### PROBLEM DETAILS
The line containing "Target: stair step" marks where to begin; quote it and every line after it through the end of the data, exactly as written.

## start

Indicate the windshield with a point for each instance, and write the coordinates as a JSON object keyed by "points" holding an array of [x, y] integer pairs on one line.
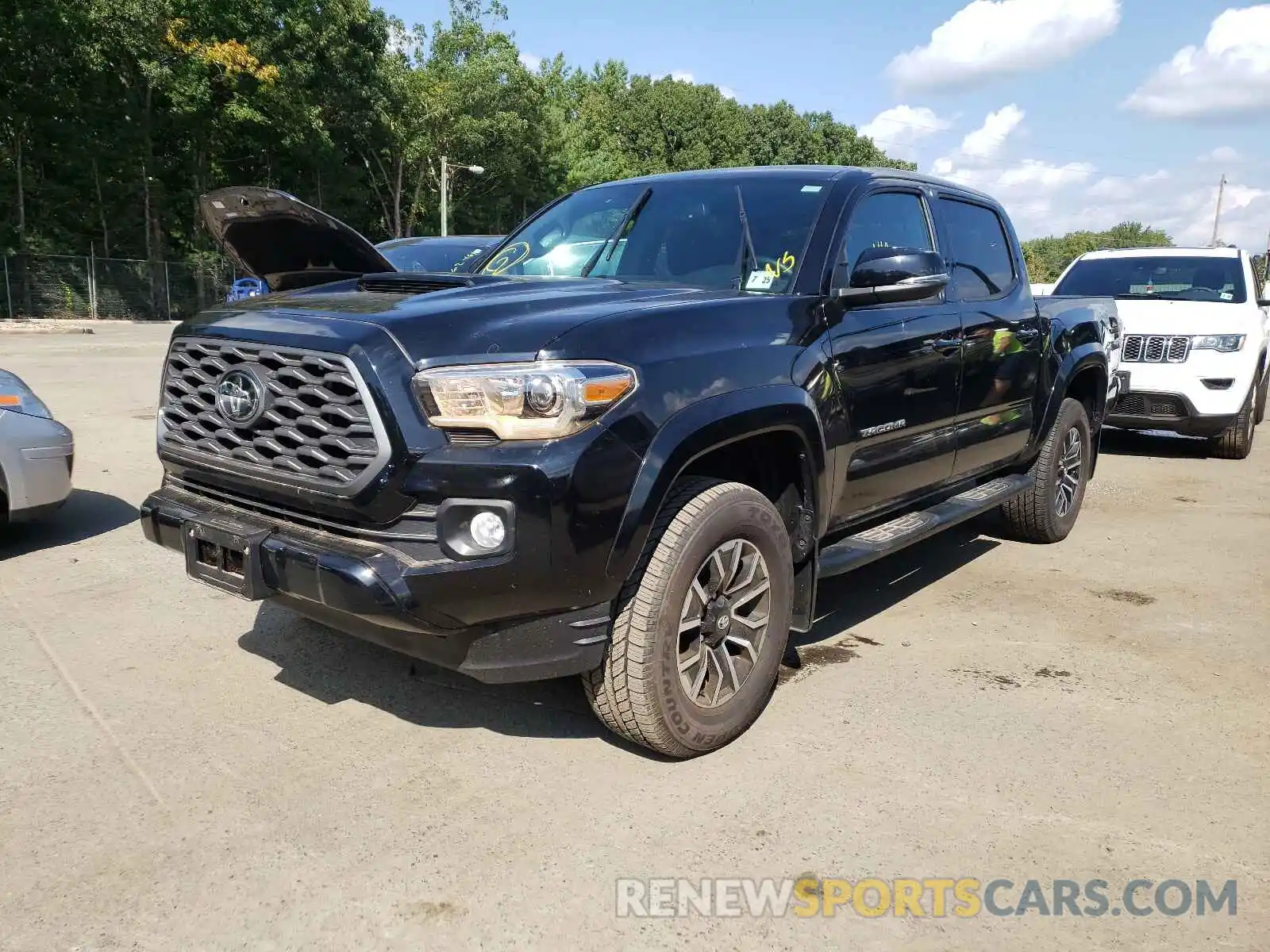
{"points": [[1170, 277], [685, 232], [435, 254]]}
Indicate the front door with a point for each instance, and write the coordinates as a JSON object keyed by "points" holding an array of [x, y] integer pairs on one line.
{"points": [[899, 368], [1003, 342]]}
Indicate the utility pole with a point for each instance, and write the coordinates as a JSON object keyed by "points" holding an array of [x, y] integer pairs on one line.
{"points": [[444, 190], [1217, 217]]}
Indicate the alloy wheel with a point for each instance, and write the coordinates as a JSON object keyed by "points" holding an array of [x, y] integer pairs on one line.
{"points": [[723, 625], [1068, 473]]}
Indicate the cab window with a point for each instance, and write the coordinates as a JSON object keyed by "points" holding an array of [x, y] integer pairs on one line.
{"points": [[887, 220], [982, 266]]}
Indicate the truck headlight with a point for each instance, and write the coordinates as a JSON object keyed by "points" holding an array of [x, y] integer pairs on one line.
{"points": [[1226, 343], [540, 400]]}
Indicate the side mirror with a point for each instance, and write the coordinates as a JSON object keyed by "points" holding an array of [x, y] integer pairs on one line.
{"points": [[891, 274]]}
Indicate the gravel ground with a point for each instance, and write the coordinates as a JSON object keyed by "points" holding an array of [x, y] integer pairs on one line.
{"points": [[181, 770]]}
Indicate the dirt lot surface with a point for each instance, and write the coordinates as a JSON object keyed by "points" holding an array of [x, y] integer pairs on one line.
{"points": [[184, 771]]}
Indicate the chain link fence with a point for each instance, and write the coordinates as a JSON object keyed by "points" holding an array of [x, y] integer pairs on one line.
{"points": [[59, 287]]}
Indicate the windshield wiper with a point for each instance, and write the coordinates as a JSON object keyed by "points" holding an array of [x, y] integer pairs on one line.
{"points": [[618, 232], [747, 243]]}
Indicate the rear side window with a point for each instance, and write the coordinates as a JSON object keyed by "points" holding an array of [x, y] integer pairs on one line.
{"points": [[982, 266], [887, 220]]}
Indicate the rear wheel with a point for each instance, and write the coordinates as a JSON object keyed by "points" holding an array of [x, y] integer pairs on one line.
{"points": [[702, 625], [1236, 441], [1048, 511]]}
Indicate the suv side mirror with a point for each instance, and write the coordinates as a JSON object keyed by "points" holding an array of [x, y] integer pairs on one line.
{"points": [[891, 274]]}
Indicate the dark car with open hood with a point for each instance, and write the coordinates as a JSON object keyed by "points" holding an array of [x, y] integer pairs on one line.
{"points": [[628, 441]]}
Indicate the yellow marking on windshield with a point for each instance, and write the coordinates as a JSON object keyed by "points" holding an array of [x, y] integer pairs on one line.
{"points": [[784, 266]]}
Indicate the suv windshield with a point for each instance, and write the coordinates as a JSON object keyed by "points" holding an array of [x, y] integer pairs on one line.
{"points": [[1166, 276], [685, 232]]}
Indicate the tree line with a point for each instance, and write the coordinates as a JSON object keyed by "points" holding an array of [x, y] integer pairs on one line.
{"points": [[121, 113], [1048, 257]]}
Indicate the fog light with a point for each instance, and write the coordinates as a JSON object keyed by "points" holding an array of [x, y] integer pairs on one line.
{"points": [[488, 530]]}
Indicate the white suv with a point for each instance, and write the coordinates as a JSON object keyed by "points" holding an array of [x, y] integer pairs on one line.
{"points": [[1194, 349]]}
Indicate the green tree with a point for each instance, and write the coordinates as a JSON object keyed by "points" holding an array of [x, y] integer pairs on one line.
{"points": [[1047, 258]]}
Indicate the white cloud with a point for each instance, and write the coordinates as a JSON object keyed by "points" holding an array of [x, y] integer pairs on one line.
{"points": [[988, 139], [1229, 75], [988, 38], [899, 129], [1054, 200], [1222, 155]]}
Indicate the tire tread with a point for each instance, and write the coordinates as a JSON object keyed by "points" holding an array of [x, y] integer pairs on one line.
{"points": [[618, 689]]}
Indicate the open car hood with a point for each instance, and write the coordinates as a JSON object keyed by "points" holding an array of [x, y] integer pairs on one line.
{"points": [[289, 244]]}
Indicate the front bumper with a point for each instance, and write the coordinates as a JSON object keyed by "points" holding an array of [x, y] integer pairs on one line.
{"points": [[1138, 410], [374, 592], [37, 459], [1199, 397]]}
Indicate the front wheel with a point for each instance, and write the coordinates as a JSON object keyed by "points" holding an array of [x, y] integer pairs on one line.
{"points": [[1236, 441], [702, 624], [1048, 511]]}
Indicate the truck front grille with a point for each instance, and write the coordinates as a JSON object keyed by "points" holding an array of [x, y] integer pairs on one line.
{"points": [[1161, 406], [318, 428], [1156, 349]]}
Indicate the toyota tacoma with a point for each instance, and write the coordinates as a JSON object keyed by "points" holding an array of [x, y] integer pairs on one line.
{"points": [[630, 442]]}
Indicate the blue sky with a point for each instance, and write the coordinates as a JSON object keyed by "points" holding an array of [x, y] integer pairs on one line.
{"points": [[1075, 113]]}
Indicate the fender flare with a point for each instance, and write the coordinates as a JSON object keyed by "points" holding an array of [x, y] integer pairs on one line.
{"points": [[706, 425], [1075, 363]]}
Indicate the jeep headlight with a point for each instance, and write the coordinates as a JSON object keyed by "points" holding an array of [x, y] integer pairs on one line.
{"points": [[541, 400], [1225, 343]]}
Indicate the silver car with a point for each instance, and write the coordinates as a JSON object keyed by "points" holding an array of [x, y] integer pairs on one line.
{"points": [[37, 454]]}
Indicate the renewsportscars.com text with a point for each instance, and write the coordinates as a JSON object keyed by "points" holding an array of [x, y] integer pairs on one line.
{"points": [[930, 896]]}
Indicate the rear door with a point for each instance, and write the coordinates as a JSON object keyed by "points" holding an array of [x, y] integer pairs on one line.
{"points": [[897, 367], [1003, 334]]}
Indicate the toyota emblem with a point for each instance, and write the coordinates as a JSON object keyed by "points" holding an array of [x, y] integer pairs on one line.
{"points": [[239, 397]]}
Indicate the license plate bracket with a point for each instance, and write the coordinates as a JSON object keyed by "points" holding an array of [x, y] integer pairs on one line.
{"points": [[225, 552]]}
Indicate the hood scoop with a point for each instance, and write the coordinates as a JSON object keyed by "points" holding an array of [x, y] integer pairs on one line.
{"points": [[423, 282], [412, 283]]}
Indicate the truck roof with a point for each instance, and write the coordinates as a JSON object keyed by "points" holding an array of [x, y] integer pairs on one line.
{"points": [[1164, 253], [816, 173]]}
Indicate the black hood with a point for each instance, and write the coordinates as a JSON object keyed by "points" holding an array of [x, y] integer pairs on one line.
{"points": [[437, 317], [289, 244]]}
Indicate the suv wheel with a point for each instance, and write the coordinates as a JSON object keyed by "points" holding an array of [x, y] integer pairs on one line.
{"points": [[702, 625], [1236, 441], [1048, 511]]}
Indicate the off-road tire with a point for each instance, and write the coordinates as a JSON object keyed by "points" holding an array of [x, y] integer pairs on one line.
{"points": [[637, 691], [1236, 441], [1034, 516]]}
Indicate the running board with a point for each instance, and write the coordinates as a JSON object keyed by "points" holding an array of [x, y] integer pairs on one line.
{"points": [[870, 545]]}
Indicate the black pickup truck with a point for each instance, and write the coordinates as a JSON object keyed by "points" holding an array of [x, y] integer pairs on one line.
{"points": [[633, 437]]}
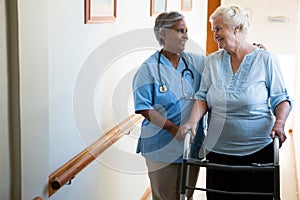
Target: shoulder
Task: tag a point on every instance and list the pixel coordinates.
(194, 59)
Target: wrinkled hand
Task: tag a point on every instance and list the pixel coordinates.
(261, 46)
(183, 130)
(278, 129)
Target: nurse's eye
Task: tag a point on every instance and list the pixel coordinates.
(182, 31)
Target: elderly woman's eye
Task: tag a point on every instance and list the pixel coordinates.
(181, 30)
(217, 29)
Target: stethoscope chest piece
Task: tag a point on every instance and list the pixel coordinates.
(163, 88)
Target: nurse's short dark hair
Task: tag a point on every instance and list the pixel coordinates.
(164, 21)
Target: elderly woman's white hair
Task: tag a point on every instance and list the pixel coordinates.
(233, 16)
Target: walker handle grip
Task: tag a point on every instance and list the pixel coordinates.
(187, 145)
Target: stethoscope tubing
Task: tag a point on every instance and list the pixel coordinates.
(162, 87)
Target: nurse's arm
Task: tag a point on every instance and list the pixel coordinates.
(157, 119)
(198, 111)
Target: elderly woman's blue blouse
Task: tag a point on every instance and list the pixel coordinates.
(242, 104)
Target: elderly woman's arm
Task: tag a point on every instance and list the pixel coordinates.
(282, 111)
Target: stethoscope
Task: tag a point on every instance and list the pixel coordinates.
(163, 88)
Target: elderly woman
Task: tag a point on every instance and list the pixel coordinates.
(244, 93)
(163, 89)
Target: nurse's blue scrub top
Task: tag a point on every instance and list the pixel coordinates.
(154, 142)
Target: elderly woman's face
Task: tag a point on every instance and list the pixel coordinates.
(224, 35)
(176, 37)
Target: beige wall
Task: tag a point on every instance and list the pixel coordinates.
(4, 127)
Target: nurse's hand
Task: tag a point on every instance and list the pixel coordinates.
(278, 129)
(184, 129)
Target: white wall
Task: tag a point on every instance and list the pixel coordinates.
(72, 92)
(277, 37)
(34, 97)
(4, 131)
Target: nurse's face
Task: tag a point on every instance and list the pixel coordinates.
(176, 37)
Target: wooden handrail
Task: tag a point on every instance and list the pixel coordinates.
(68, 171)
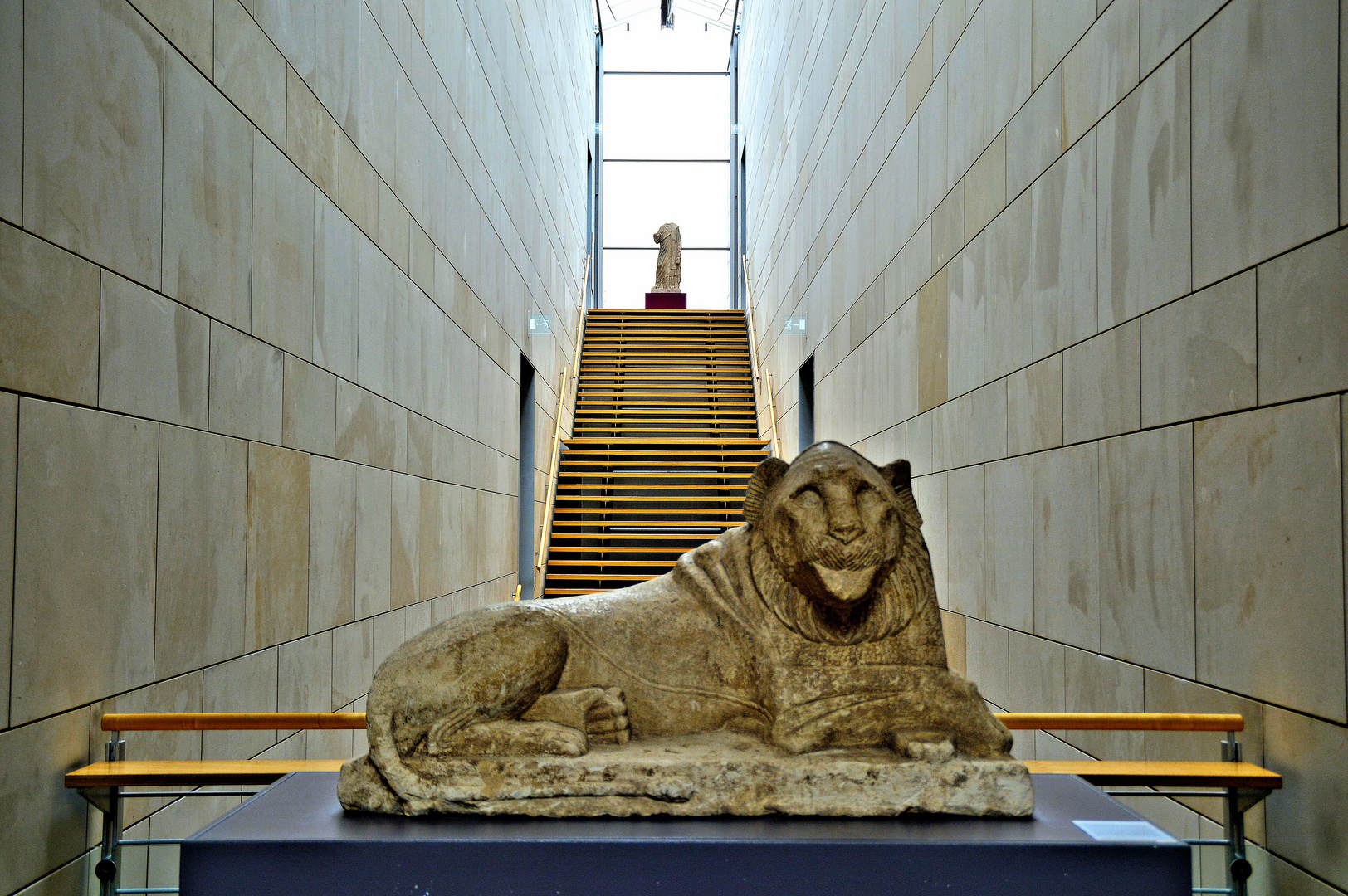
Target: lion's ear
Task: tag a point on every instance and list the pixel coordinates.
(766, 475)
(900, 475)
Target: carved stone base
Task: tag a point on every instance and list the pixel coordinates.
(720, 774)
(667, 299)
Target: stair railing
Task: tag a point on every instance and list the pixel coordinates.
(569, 377)
(754, 358)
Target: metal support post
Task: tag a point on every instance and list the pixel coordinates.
(108, 870)
(1233, 825)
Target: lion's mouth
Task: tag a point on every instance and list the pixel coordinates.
(846, 587)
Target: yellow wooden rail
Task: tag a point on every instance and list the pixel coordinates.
(569, 376)
(319, 721)
(754, 356)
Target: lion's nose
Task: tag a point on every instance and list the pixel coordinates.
(846, 531)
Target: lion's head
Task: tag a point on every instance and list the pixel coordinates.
(838, 550)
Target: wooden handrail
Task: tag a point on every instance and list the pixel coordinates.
(321, 721)
(231, 721)
(569, 376)
(754, 356)
(1121, 721)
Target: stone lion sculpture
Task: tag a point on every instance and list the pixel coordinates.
(669, 261)
(812, 631)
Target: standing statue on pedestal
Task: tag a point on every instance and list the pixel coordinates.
(669, 265)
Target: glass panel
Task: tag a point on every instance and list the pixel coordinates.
(630, 272)
(646, 47)
(656, 116)
(642, 196)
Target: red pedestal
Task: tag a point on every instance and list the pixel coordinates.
(667, 299)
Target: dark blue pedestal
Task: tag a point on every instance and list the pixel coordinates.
(295, 838)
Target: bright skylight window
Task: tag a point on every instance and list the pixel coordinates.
(667, 147)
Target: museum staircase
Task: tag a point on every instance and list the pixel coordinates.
(663, 444)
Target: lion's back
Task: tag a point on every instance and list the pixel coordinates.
(681, 666)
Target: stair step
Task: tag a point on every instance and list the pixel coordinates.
(665, 438)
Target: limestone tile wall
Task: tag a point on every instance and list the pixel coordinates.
(265, 276)
(1082, 263)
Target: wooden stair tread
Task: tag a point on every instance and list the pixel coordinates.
(168, 772)
(1160, 774)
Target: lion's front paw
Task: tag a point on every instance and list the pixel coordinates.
(510, 738)
(605, 721)
(598, 712)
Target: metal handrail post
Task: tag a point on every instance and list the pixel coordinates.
(754, 356)
(570, 376)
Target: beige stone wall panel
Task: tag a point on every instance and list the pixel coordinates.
(208, 197)
(1199, 353)
(310, 134)
(989, 662)
(967, 306)
(354, 662)
(1038, 674)
(933, 328)
(8, 472)
(276, 606)
(1101, 386)
(985, 186)
(186, 25)
(1169, 23)
(1100, 69)
(1034, 407)
(1009, 61)
(1009, 548)
(929, 494)
(948, 226)
(948, 436)
(1101, 684)
(374, 541)
(332, 543)
(336, 280)
(11, 110)
(406, 567)
(308, 407)
(1057, 26)
(305, 675)
(84, 557)
(1266, 498)
(247, 388)
(1146, 548)
(178, 694)
(358, 186)
(1259, 77)
(153, 354)
(244, 684)
(1302, 300)
(283, 252)
(1065, 280)
(967, 578)
(203, 550)
(985, 423)
(93, 132)
(964, 99)
(1145, 196)
(49, 319)
(1036, 135)
(250, 69)
(1007, 290)
(1067, 554)
(1308, 824)
(32, 764)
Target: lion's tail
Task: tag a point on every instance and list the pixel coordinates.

## end

### COMPLETE OUTPUT
Target: stair step
Task: tag a point on every instance and list the pixel coordinates.
(665, 438)
Target: limestone tile wall
Task: tag a point on every instance and list the pixel coordinates.
(265, 276)
(1082, 263)
Target: wooden stair tread
Task: tag a point on every instance and list the pixel coordinates.
(168, 772)
(1160, 774)
Target: lion's front paw
Task: tag a point on every instance and list the pixel coordinates.
(510, 738)
(605, 721)
(598, 712)
Target: metal handrail post
Task: tag a point on every instance and list the pixel coordinates.
(754, 356)
(570, 376)
Target: beige stone wall panel
Task: tag a point on every instance and list the pixel coordinates.
(208, 197)
(1199, 353)
(310, 134)
(989, 662)
(967, 306)
(354, 662)
(1038, 674)
(933, 328)
(8, 472)
(276, 606)
(1101, 386)
(985, 186)
(186, 25)
(1169, 23)
(1100, 69)
(1034, 407)
(1009, 61)
(1009, 548)
(929, 494)
(948, 226)
(948, 436)
(1101, 684)
(374, 541)
(332, 543)
(336, 280)
(11, 110)
(406, 567)
(308, 407)
(1057, 26)
(305, 675)
(84, 557)
(1266, 498)
(247, 388)
(1146, 548)
(178, 694)
(358, 186)
(1259, 77)
(153, 354)
(244, 684)
(1302, 300)
(283, 252)
(1065, 280)
(967, 578)
(203, 550)
(985, 423)
(93, 132)
(964, 99)
(1145, 196)
(49, 319)
(1036, 135)
(250, 69)
(1007, 290)
(1067, 554)
(1308, 824)
(32, 764)
Target: lion's tail
Task: tag a point on every instance and list the pixel coordinates.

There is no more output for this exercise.